=== MATERIAL FOR THIS EXERCISE ===
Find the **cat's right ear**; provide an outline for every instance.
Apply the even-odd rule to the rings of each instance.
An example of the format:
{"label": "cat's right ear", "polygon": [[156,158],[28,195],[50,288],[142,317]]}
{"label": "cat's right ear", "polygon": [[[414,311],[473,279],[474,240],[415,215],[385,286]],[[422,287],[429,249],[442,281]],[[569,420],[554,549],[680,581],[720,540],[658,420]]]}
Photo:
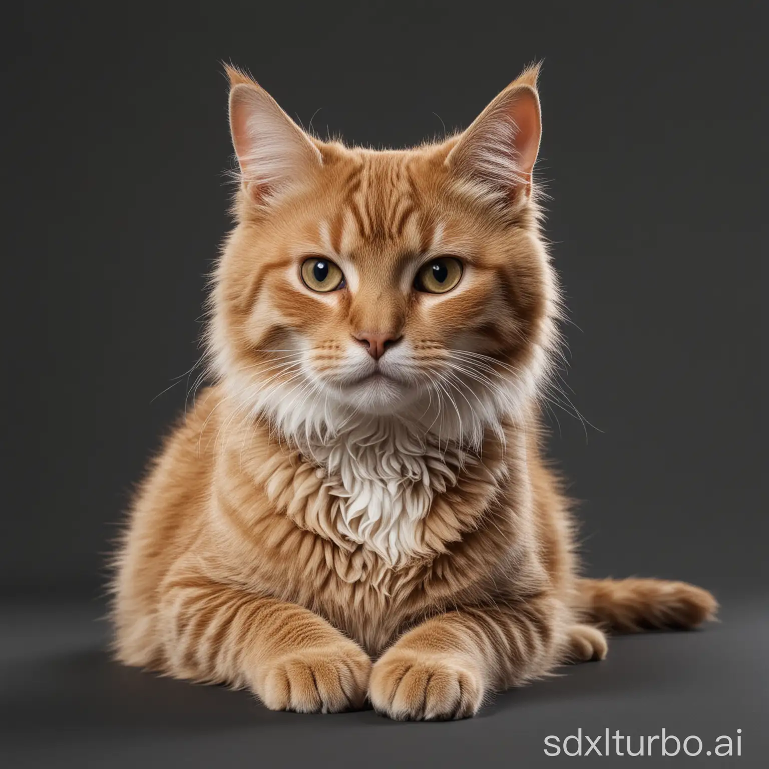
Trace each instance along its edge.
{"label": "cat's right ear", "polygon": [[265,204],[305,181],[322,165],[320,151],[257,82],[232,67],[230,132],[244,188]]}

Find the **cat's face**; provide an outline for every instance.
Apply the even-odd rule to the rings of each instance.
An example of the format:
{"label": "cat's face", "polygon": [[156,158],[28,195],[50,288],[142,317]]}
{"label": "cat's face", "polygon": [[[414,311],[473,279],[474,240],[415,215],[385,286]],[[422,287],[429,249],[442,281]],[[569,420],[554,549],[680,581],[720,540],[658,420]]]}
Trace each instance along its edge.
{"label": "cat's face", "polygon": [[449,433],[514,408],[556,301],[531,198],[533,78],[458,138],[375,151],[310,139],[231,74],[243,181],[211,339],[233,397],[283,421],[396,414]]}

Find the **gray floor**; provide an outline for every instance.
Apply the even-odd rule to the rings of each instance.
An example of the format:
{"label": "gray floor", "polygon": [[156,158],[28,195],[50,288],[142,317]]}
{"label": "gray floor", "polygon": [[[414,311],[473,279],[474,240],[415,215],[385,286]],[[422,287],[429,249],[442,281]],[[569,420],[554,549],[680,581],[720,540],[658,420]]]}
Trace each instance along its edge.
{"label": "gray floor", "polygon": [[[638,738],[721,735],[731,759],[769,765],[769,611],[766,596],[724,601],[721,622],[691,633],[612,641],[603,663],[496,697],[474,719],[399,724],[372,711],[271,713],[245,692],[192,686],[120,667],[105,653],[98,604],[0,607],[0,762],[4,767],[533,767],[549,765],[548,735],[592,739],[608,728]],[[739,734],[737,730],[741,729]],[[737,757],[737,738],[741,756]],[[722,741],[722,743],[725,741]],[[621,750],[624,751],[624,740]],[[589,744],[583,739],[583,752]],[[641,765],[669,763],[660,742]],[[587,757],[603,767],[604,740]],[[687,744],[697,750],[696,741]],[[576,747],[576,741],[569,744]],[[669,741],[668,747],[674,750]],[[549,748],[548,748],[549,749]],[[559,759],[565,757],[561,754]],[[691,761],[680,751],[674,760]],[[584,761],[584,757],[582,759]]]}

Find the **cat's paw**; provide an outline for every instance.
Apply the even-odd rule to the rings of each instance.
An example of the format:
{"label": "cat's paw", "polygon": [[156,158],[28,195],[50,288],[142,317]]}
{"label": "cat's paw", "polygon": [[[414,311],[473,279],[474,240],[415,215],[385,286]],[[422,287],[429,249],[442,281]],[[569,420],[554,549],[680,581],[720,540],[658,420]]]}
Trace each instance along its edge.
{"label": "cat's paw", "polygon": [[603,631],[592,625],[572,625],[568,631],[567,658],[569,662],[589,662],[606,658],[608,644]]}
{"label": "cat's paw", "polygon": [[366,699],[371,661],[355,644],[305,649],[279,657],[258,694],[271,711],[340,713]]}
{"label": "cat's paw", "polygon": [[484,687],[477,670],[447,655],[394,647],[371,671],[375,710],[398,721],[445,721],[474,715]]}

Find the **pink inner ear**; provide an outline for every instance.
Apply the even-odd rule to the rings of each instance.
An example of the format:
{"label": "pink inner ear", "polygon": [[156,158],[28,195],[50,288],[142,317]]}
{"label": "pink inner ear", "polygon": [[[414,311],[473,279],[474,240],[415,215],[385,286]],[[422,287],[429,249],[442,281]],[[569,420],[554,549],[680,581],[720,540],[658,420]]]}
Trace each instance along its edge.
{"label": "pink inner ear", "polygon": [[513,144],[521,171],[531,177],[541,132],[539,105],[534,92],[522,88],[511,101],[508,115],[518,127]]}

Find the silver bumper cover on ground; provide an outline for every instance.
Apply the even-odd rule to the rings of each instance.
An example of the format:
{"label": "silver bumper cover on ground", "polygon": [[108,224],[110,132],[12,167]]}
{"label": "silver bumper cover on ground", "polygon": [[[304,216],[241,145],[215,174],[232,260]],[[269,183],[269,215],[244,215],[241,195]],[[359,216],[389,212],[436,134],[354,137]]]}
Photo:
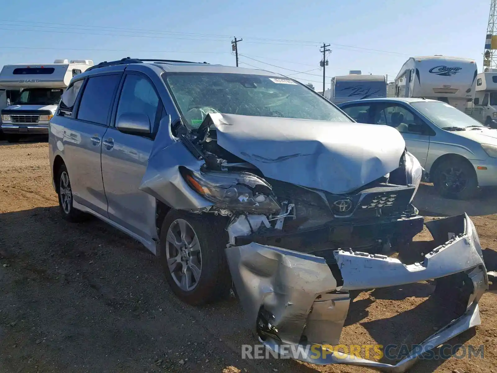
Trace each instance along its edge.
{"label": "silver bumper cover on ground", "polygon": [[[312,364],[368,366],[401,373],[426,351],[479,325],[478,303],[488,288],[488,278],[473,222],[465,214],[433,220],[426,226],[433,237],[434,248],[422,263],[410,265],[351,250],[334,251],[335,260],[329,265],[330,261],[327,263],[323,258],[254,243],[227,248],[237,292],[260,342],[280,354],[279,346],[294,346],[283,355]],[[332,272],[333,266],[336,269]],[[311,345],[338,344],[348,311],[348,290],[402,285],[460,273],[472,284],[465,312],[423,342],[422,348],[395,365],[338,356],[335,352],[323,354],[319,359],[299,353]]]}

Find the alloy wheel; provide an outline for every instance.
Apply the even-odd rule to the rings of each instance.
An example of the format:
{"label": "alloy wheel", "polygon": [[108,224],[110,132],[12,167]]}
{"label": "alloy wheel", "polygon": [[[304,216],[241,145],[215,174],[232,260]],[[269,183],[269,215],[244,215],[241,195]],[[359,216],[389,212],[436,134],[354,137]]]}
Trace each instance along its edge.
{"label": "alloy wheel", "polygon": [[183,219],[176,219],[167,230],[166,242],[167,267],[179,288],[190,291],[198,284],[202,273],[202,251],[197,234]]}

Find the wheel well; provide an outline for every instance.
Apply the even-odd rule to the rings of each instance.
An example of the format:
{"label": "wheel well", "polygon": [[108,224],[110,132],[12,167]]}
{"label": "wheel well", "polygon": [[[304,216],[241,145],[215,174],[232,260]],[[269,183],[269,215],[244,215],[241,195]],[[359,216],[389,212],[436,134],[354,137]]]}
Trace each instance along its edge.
===
=== MATERIAL FOR THIS EXERCISE ===
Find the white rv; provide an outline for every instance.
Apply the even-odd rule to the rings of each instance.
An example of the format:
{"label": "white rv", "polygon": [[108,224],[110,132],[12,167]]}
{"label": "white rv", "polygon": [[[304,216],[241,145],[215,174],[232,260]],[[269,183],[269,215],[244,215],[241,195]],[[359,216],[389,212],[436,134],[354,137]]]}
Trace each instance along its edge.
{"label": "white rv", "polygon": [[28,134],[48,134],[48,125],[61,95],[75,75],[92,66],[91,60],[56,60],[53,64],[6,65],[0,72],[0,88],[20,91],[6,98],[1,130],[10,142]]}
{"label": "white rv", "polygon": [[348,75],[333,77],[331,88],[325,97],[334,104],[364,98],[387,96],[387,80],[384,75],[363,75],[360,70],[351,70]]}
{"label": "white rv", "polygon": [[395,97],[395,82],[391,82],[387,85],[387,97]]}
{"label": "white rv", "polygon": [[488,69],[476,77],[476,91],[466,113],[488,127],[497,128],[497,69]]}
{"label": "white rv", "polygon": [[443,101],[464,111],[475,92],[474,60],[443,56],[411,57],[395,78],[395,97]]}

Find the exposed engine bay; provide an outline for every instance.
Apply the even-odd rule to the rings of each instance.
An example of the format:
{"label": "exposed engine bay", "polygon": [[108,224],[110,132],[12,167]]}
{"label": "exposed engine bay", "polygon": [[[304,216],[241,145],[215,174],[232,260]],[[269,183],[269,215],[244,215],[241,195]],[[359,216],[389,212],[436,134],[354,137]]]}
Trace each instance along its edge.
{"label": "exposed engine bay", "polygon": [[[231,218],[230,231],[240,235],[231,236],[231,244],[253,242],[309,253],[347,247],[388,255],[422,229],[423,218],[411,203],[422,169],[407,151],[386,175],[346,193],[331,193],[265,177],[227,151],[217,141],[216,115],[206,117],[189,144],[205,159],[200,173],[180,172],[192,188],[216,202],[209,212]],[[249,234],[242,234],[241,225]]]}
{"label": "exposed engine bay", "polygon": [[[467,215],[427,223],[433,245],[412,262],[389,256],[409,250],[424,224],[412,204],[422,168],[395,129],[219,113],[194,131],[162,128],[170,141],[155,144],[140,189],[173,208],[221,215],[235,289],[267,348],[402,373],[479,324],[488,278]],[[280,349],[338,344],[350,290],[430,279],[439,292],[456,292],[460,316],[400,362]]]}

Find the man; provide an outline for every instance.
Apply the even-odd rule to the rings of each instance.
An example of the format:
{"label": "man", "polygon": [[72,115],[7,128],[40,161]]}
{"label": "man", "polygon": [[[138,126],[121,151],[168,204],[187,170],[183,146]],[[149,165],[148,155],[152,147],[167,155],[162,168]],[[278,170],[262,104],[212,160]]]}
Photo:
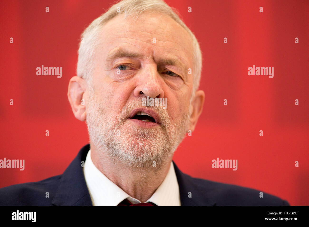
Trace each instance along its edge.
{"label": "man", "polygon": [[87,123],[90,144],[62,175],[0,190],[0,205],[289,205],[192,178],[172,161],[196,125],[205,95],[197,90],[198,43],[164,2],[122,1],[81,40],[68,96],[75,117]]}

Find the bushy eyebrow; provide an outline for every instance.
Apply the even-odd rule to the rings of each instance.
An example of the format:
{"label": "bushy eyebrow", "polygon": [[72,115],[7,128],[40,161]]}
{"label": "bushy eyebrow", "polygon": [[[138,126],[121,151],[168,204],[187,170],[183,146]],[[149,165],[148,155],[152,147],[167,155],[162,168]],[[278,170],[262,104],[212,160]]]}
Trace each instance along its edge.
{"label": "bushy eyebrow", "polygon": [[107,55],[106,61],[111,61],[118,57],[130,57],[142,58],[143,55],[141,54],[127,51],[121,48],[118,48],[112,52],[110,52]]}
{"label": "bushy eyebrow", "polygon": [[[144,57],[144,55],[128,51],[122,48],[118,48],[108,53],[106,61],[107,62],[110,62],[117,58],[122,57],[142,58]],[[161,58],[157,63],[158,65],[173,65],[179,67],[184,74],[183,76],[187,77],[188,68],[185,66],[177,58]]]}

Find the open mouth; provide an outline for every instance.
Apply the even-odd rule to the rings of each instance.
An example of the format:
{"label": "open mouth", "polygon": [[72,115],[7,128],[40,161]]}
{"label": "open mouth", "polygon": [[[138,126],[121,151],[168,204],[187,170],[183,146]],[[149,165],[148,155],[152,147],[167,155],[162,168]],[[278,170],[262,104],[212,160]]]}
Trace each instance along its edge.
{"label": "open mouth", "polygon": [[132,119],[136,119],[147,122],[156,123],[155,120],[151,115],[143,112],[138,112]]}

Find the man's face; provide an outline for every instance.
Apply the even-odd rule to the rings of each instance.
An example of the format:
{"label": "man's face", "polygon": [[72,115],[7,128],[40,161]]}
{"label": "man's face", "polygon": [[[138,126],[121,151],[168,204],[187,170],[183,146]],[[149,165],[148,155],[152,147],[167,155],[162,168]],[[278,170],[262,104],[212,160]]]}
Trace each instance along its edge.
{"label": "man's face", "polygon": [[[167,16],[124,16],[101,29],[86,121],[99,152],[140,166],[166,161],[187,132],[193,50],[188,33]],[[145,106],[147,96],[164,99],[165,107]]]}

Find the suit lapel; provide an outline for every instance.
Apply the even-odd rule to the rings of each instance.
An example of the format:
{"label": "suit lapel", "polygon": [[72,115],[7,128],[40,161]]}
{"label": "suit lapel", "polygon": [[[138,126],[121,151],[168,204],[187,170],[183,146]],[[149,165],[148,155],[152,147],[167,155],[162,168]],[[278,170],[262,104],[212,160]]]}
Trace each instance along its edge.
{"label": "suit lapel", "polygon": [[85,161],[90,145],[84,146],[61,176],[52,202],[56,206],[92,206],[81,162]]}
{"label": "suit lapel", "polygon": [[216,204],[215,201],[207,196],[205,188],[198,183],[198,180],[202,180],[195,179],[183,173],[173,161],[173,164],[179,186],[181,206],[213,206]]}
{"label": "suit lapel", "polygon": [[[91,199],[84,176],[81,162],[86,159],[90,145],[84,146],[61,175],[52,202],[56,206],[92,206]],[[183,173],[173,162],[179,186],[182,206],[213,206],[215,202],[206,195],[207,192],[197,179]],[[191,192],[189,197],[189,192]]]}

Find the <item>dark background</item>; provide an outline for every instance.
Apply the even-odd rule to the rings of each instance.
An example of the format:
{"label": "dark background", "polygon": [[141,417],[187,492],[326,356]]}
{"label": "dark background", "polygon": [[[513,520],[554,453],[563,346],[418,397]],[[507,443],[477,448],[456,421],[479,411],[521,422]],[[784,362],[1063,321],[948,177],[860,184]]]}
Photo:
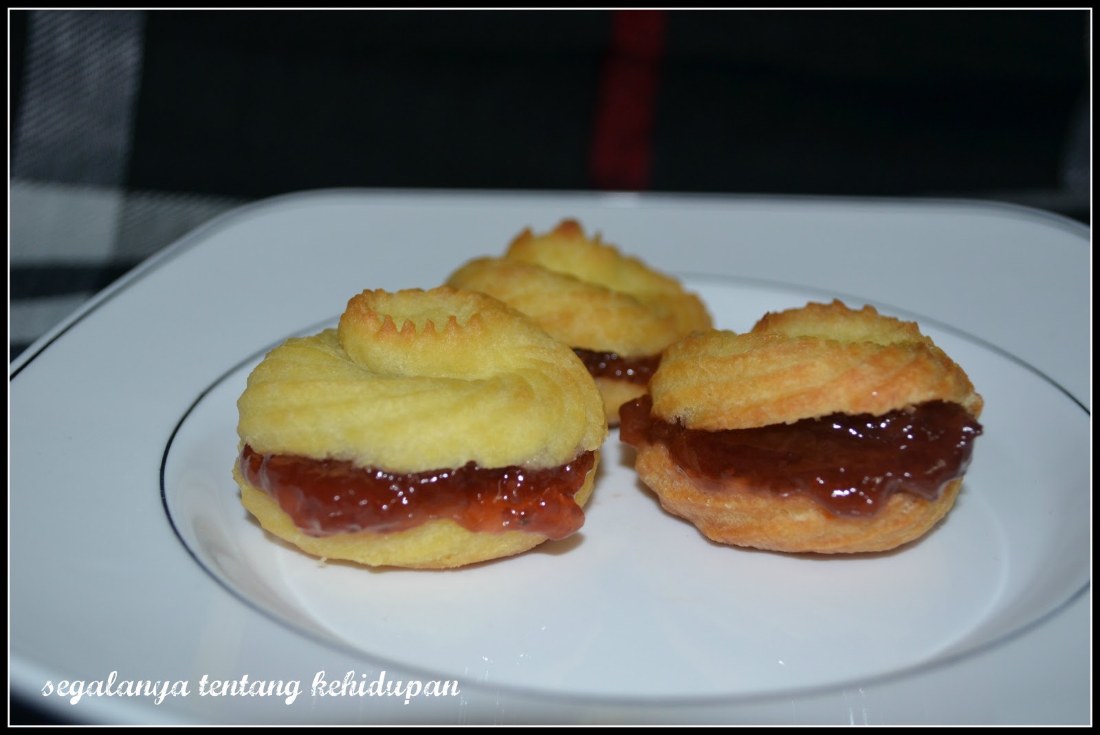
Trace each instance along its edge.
===
AIM
Pick out every line of the data above that contains the string "dark", and copy each one out in full.

EXERCISE SOLUTION
Find the <item>dark background</item>; provide an outline for every instance.
{"label": "dark background", "polygon": [[141,417],[187,492],[326,356]]}
{"label": "dark background", "polygon": [[[513,520],[554,453],[563,346],[418,397]],[[507,443],[477,448],[456,421],[479,411],[521,422]],[[784,362],[1063,321],[948,177],[860,184]]]}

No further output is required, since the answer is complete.